PROVIDED ENTRIES:

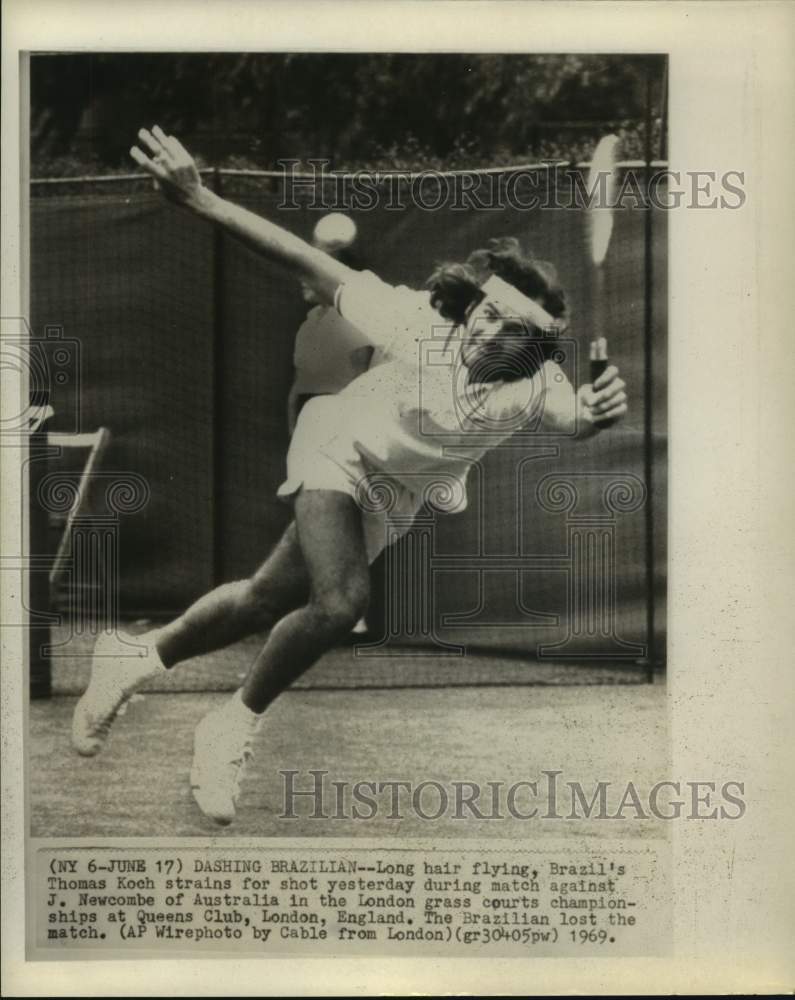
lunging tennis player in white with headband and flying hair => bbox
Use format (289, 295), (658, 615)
(72, 127), (627, 824)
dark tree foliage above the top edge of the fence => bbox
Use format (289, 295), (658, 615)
(31, 53), (664, 176)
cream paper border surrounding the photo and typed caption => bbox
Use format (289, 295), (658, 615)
(0, 0), (795, 996)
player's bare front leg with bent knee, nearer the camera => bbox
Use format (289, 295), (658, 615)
(242, 490), (370, 713)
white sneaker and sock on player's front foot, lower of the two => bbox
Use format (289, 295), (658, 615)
(190, 706), (255, 826)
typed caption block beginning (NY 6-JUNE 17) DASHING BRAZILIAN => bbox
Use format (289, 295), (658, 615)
(31, 842), (669, 958)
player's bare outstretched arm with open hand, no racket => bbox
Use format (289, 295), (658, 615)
(130, 125), (355, 305)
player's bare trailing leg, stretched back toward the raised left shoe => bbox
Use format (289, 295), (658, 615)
(153, 522), (309, 667)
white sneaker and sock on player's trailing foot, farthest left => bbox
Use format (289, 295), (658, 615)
(72, 633), (164, 757)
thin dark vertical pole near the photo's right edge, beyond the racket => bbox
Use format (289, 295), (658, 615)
(643, 59), (657, 683)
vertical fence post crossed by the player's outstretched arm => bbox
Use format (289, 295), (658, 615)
(210, 167), (226, 586)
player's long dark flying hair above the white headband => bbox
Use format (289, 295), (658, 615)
(426, 236), (568, 333)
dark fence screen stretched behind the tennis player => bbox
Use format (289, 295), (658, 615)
(31, 163), (667, 657)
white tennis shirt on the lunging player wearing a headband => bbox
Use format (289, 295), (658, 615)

TASK TO CARRY OUT: Find the line that contains "thin dark vertical" in the listing above. Retype it and every line after it up to the last, exactly, and nothing else.

TASK OUTPUT:
thin dark vertical pole near the photo's right edge, beyond the racket => bbox
Use format (289, 295), (658, 615)
(643, 59), (657, 683)
vertical fence post crossed by the player's outstretched arm => bbox
Use format (289, 295), (658, 615)
(210, 167), (226, 586)
player's long dark flying hair above the white headband => bbox
Use format (289, 295), (658, 615)
(426, 236), (568, 333)
dark fence screen stretched behind the tennis player => bbox
Use format (289, 295), (658, 615)
(31, 163), (667, 657)
white tennis shirt on the lunging player wearing a headband => bbox
Use format (289, 295), (658, 615)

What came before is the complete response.